Salman Rushdie n’est pas un nouvel auteur. Mais est-il un nouvel homme après l’attaque au couteau qui a failli le tuer en août 2022 ? Dans son dernier livre intitulé Le couteau, il fait le récit de sa formidable reconstruction, et confirme son choix pour l’écriture. Magistral.
Le sous-titre du nouveau livre de Salman Rushdie est aussi explicite que glaçant : Réflexions suite à une tentative d’assassinat. Et c’est bien de cela qu’il est question. Une tentative d’assassinat qui était sur le point d’atteindre son but, le 12 août 2022, alors que l’auteur s’apprêtait à intervenir lors d’une rencontre sur… la sécurité des écrivains, dans un amphithéâtre américain.

→ **Données affichées**
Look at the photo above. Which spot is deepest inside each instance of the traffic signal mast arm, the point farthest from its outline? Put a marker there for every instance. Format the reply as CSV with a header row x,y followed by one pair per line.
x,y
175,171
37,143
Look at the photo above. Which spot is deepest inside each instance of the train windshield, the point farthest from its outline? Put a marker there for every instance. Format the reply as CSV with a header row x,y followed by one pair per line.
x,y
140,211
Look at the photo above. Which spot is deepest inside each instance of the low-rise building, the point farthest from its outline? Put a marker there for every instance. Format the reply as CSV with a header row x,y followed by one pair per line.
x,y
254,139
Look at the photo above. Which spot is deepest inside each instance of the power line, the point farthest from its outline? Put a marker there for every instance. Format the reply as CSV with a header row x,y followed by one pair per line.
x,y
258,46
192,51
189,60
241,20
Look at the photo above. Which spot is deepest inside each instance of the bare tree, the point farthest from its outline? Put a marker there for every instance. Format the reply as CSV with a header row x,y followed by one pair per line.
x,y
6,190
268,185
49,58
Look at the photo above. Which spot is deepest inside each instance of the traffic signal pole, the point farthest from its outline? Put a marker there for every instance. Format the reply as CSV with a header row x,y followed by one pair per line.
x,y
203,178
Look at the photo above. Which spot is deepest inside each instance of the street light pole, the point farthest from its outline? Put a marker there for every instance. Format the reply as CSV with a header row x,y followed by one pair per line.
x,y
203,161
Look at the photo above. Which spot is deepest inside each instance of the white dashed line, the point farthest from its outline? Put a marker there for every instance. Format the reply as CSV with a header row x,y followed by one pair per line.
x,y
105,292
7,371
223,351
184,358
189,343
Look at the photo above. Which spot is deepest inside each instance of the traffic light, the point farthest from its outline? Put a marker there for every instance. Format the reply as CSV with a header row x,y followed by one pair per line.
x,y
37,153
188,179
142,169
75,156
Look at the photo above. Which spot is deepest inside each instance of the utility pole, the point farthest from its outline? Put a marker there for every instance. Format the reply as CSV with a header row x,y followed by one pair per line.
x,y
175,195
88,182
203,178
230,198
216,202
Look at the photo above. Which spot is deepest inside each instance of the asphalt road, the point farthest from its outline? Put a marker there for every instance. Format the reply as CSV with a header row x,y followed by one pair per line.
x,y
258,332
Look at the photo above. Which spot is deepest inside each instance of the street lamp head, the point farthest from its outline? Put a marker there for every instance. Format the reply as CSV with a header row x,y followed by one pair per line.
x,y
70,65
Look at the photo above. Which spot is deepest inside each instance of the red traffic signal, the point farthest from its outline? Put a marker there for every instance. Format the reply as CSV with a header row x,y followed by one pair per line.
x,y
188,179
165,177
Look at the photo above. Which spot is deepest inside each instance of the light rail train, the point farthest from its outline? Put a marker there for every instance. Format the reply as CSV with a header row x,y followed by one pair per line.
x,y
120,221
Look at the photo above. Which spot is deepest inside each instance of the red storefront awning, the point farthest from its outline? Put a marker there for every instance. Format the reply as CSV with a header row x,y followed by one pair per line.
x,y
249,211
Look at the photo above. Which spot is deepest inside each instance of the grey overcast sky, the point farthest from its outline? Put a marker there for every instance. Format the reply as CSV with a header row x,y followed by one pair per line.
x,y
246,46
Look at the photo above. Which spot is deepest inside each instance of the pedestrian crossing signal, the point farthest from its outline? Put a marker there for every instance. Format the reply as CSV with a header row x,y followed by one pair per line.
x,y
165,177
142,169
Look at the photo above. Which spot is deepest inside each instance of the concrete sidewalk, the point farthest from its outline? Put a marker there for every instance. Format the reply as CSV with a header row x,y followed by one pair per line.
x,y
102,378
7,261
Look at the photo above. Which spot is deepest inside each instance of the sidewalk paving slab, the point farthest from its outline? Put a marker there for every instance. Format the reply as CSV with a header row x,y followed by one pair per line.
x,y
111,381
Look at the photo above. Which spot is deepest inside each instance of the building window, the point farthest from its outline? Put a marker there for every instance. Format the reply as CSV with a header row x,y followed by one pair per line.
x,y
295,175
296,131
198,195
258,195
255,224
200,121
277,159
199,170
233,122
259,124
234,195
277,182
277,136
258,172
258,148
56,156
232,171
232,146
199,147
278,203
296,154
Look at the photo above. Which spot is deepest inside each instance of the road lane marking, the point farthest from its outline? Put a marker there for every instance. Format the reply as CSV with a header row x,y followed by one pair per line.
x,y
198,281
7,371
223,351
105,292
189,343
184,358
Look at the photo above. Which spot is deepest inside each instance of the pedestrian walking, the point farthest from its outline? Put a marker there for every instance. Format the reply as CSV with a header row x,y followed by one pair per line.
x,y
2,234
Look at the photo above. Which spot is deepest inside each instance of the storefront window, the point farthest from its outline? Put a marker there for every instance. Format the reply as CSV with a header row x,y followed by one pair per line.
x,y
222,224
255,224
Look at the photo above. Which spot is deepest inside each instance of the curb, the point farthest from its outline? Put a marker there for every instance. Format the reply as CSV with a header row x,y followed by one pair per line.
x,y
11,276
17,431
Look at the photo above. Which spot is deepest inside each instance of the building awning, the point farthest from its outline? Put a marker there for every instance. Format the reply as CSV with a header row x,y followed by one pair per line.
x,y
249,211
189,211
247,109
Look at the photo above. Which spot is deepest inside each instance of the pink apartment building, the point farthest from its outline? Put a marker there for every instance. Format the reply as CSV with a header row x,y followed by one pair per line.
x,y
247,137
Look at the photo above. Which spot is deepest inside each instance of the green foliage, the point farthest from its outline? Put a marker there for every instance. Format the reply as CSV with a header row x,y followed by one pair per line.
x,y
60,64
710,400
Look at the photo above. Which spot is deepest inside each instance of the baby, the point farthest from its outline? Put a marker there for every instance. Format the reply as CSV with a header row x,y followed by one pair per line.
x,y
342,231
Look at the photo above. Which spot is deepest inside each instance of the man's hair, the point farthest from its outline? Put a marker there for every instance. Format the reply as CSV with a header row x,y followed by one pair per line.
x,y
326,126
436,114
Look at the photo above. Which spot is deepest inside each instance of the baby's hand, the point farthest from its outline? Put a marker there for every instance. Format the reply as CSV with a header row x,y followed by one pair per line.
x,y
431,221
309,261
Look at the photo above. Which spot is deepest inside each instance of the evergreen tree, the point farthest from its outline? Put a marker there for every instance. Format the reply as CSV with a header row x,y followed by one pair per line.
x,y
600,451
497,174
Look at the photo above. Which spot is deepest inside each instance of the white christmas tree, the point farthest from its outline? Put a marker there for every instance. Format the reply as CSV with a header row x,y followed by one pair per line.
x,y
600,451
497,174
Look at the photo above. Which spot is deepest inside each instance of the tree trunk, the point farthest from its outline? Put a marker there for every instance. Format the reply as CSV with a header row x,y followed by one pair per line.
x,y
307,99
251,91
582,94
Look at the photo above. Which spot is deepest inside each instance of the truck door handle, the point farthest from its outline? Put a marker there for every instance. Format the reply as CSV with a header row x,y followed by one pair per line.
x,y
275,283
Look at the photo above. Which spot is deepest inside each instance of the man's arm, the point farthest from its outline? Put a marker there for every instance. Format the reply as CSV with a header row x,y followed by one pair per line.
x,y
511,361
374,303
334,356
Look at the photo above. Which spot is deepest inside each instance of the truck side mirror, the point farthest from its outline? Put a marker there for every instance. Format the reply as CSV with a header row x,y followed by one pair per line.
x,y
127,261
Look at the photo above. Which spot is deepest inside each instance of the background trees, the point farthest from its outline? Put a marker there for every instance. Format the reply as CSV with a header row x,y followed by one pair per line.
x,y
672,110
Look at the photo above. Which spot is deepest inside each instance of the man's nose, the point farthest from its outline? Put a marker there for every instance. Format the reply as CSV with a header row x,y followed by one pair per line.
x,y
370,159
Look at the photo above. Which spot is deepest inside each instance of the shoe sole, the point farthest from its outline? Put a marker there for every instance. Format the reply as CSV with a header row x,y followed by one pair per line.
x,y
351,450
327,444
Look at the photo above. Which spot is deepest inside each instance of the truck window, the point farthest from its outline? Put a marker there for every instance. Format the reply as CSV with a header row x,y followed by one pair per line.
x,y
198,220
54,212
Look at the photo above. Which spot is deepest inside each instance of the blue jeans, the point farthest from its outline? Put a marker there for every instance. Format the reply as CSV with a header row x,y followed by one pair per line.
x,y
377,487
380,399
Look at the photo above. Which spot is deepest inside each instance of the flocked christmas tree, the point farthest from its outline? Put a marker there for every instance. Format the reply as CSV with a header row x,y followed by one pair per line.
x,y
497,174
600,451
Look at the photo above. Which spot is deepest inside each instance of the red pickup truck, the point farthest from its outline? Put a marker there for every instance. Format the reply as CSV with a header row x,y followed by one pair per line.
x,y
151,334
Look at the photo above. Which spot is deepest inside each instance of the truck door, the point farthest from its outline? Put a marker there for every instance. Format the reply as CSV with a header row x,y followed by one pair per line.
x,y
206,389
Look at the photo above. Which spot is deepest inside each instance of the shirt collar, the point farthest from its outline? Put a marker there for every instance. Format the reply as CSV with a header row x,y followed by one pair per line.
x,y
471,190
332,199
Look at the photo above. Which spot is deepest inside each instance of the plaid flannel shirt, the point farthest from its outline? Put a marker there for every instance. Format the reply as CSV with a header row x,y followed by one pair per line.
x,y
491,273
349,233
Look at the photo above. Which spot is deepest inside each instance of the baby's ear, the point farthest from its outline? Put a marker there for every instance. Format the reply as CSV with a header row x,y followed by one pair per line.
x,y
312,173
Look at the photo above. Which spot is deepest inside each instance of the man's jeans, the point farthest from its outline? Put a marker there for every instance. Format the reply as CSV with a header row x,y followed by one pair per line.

→ **Consignes**
Résumez en deux phrases le texte sur le dernier livre de Salman Rushdie.

→ **Résultat**
Dans Le couteau, Salman Rushdie raconte sa reconstruction après l'attaque au couteau qui a failli le tuer le 12 août 2022 et confirme son choix pour l'écriture. Sous-titré Réflexions suite à une tentative d'assassinat, le livre revient sur cette agression survenue alors qu'il s'apprêtait à intervenir, dans un amphithéâtre américain, lors d'une rencontre sur la sécurité des écrivains.